OBJECTIVE:
Every record should be copied exactly, except that pictures are to be omitted.

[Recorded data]

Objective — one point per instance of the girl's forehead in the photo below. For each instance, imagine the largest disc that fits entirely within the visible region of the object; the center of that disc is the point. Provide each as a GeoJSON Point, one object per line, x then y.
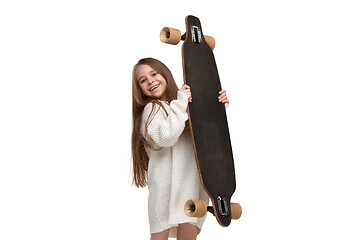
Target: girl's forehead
{"type": "Point", "coordinates": [142, 70]}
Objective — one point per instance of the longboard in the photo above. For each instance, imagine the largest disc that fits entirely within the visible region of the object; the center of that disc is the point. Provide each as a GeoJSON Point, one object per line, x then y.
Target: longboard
{"type": "Point", "coordinates": [208, 123]}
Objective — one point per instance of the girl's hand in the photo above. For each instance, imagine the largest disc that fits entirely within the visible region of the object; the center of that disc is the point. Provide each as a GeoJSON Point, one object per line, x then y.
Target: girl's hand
{"type": "Point", "coordinates": [186, 89]}
{"type": "Point", "coordinates": [223, 97]}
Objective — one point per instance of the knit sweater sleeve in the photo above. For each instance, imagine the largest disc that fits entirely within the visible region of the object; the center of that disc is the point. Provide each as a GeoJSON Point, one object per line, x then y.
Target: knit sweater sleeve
{"type": "Point", "coordinates": [165, 128]}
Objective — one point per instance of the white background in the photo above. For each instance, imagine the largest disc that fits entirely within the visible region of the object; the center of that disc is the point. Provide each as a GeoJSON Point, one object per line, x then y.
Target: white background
{"type": "Point", "coordinates": [291, 70]}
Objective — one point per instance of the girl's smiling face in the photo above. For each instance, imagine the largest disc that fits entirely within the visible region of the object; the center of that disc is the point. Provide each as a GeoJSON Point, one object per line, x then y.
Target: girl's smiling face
{"type": "Point", "coordinates": [152, 84]}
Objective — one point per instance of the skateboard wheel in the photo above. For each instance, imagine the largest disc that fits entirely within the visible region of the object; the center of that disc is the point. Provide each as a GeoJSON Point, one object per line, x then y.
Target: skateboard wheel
{"type": "Point", "coordinates": [210, 41]}
{"type": "Point", "coordinates": [170, 35]}
{"type": "Point", "coordinates": [195, 208]}
{"type": "Point", "coordinates": [236, 211]}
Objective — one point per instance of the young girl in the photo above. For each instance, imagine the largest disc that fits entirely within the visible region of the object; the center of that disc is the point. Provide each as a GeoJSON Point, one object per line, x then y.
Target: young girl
{"type": "Point", "coordinates": [162, 150]}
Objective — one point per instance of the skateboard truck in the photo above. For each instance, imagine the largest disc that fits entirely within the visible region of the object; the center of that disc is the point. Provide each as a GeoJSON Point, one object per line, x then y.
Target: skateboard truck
{"type": "Point", "coordinates": [195, 34]}
{"type": "Point", "coordinates": [223, 206]}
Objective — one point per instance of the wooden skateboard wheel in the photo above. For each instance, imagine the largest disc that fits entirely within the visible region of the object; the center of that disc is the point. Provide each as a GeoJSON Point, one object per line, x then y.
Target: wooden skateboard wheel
{"type": "Point", "coordinates": [170, 35]}
{"type": "Point", "coordinates": [195, 208]}
{"type": "Point", "coordinates": [210, 41]}
{"type": "Point", "coordinates": [236, 211]}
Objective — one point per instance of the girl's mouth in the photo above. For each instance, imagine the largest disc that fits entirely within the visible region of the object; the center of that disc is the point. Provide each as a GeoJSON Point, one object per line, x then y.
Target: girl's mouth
{"type": "Point", "coordinates": [154, 87]}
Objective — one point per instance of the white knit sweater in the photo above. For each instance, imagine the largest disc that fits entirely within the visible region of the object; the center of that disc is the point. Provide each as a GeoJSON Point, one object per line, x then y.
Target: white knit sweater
{"type": "Point", "coordinates": [172, 173]}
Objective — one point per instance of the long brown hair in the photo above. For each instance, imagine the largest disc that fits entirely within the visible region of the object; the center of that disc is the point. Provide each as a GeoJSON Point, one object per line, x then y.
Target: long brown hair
{"type": "Point", "coordinates": [139, 100]}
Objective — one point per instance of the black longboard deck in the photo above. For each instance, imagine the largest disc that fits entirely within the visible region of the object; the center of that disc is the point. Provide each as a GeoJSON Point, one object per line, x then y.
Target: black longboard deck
{"type": "Point", "coordinates": [208, 122]}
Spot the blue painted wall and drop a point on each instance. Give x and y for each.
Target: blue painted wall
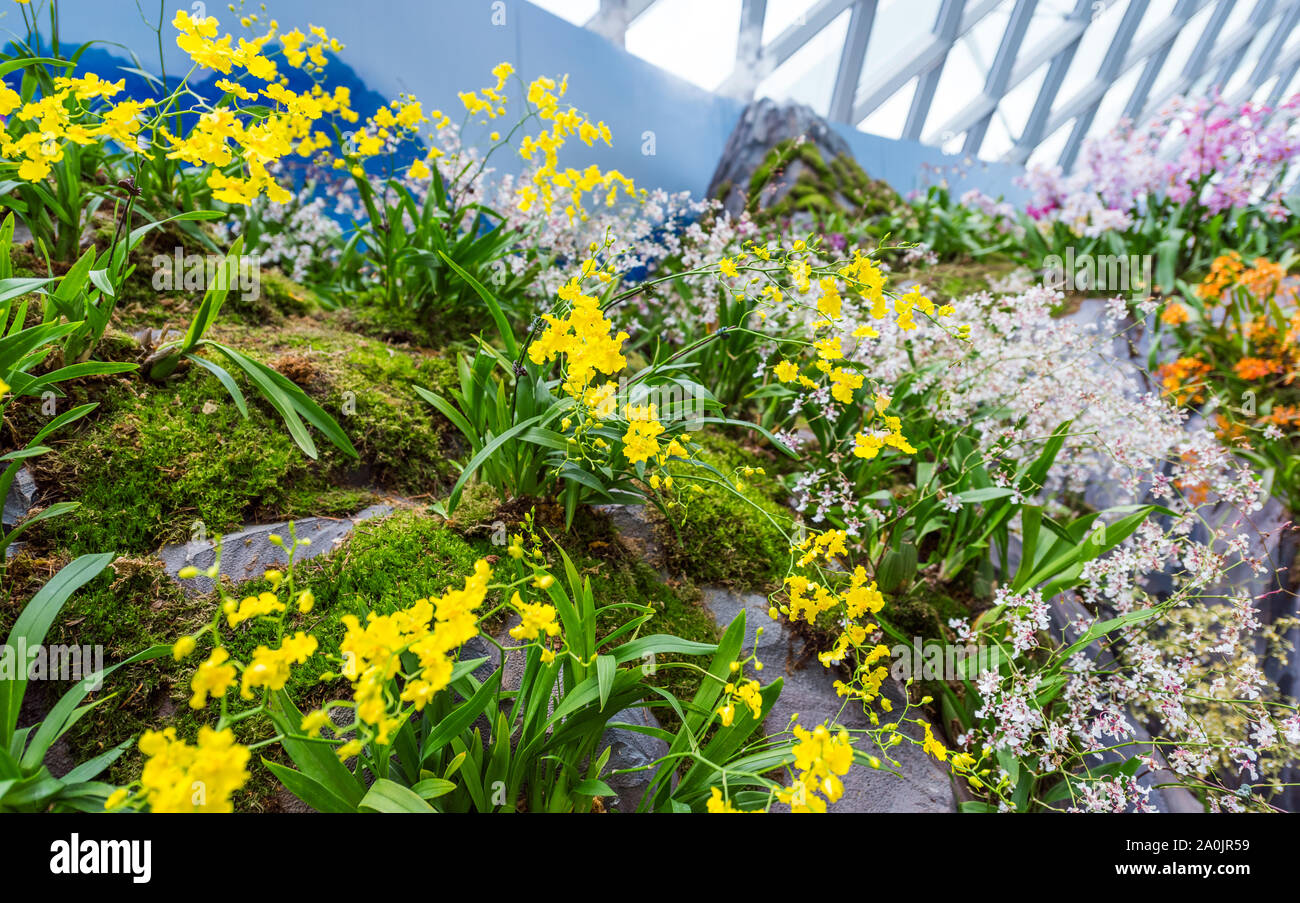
(434, 48)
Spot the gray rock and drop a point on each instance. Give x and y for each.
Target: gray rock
(631, 749)
(763, 125)
(919, 784)
(245, 555)
(21, 499)
(636, 532)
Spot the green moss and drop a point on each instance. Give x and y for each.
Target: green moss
(824, 189)
(277, 296)
(156, 459)
(715, 537)
(385, 565)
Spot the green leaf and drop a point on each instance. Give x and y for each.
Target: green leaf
(33, 624)
(390, 797)
(498, 316)
(605, 671)
(593, 788)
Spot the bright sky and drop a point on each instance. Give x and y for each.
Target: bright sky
(703, 53)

REPLY TO THE EXERCISE:
Objective — one point per instance of the girl's forehead in the photo below. For each instance, imagine the largest disc that fits entirely within the visible region of the object; the center of that disc is the point. Provide each as a GeoJSON Point, one object per line, x then y.
Target: girl's forehead
{"type": "Point", "coordinates": [142, 70]}
Objective — one point per instance of the longboard in the photo above. For each instance, imagine the largest disc that fits entirely within the visible region of the object; the center of that disc is the point. Provide each as a GeoJSON Point, one object per line, x then y.
Target: longboard
{"type": "Point", "coordinates": [208, 123]}
Objective — one point per instance of the girl's hand in the photo above. For each instance, imagine the largest disc that fits entirely within the visible region of the object; the center of that disc is the point. Provide each as a GeoJSON Point, one object per line, x then y.
Target: girl's hand
{"type": "Point", "coordinates": [186, 89]}
{"type": "Point", "coordinates": [223, 97]}
Objective — one point per instance of the knit sweater sleeve in the photo above. For each instance, imagine the largest disc that fits entirely within the visible region of the object; the center of that disc is the point. Provide each as a GeoJSON Point, one object per line, x then y.
Target: knit sweater sleeve
{"type": "Point", "coordinates": [165, 128]}
Objective — one point per instance of the white background in the photo above. For each instance, imagine the largest disc that fits entirely within the visible region of the object; the center of that disc is the point. Provide each as a GeoJSON Point, one object per line, x then y.
Target: white background
{"type": "Point", "coordinates": [291, 70]}
Objective — one point per instance of the girl's smiling face in the photo above. For each instance, imagine the largest disc that fits entirely within the visible region of the object; the center of that disc is the point. Provide each as a GeoJSON Point, one object per line, x then y.
Target: girl's smiling face
{"type": "Point", "coordinates": [152, 84]}
Objective — one point per instance of the skateboard wheel in the photo above. For each instance, imagine the largest disc that fits entirely within the visible region of the object; the center of that disc is the point. Provide each as a GeoJSON Point, one object per line, x then y.
Target: skateboard wheel
{"type": "Point", "coordinates": [210, 41]}
{"type": "Point", "coordinates": [170, 35]}
{"type": "Point", "coordinates": [195, 208]}
{"type": "Point", "coordinates": [236, 211]}
Objective — one point per instance of the young girl in the photo above. For each instance, imagine the largest disc that fits entirely within the visible region of the object; the center of that disc is the point. Provide each as a GeoJSON Point, one object per line, x then y.
Target: young girl
{"type": "Point", "coordinates": [162, 150]}
Objective — one point per instance of the skateboard truck in the photo above. For each instance, imagine the largest disc that fits entirely within the visible region of the object; the center of that disc is the point. Provide each as a GeoJSON Point, one object per line, x then y.
Target: skateboard truck
{"type": "Point", "coordinates": [195, 34]}
{"type": "Point", "coordinates": [223, 206]}
Objective — one point per instance of the wooden skateboard wheel in the photo above. For each instance, imagine the largest disc that fits entirely within the visible region of the object; the center of that disc is the point. Provide each as a GeoJSON Point, one object per line, x then y.
Target: wooden skateboard wheel
{"type": "Point", "coordinates": [170, 35]}
{"type": "Point", "coordinates": [195, 208]}
{"type": "Point", "coordinates": [210, 41]}
{"type": "Point", "coordinates": [236, 211]}
Objective — one point per instance of the girl's mouth in the photo above. For each instance, imagine the largest disc that fits entirely within the visible region of the object; the center of that disc is the point. Provide each as a GeoJSON Point, one object per line, x then y.
Target: girl's mouth
{"type": "Point", "coordinates": [154, 87]}
Objective — one point per instance of the white knit sweater in the photo above. For each instance, imagine the largest disc that fits entirely within the visible region of the object; the center of that disc is the point. Provide each as a GeoJSON Point, one object per line, x then y.
Target: white knit sweater
{"type": "Point", "coordinates": [172, 173]}
Objective — one point per instance of the long brown hair in the photo above. For each instance, imagine the largest disc that fits entirely within the visible region of the object; the center of that disc is the point. Provide each as a GeoJSON Point, one object per line, x then y.
Target: long brown hair
{"type": "Point", "coordinates": [139, 100]}
Objective — one point per instance of the black longboard deck in the photo above. For each instance, imagine the largest disc that fits entirely within the visible region of the object; the center of that disc is the point. Provide each as a GeoJSON Point, one object per line, x then y.
Target: black longboard deck
{"type": "Point", "coordinates": [208, 122]}
Spot the blue painted wall and drop a point on each instance. Give x and y for each.
Target: blue painted wall
(434, 48)
Spot the gray rock and drop a point on each instance. Give x and y for each.
Target: gray rock
(631, 749)
(763, 125)
(919, 784)
(245, 555)
(21, 499)
(636, 532)
Spot the green moss and drop a point on each instance. Give x and y for each.
Target: green moss
(824, 189)
(277, 296)
(156, 459)
(715, 537)
(385, 565)
Spot the green leaf and drop a point on each instance. Give x and y for each.
Target: green leaf
(33, 624)
(390, 797)
(498, 316)
(605, 671)
(593, 788)
Spot the bright sky and drop a point on each instance. Give x and y for each.
Target: bright sky
(703, 53)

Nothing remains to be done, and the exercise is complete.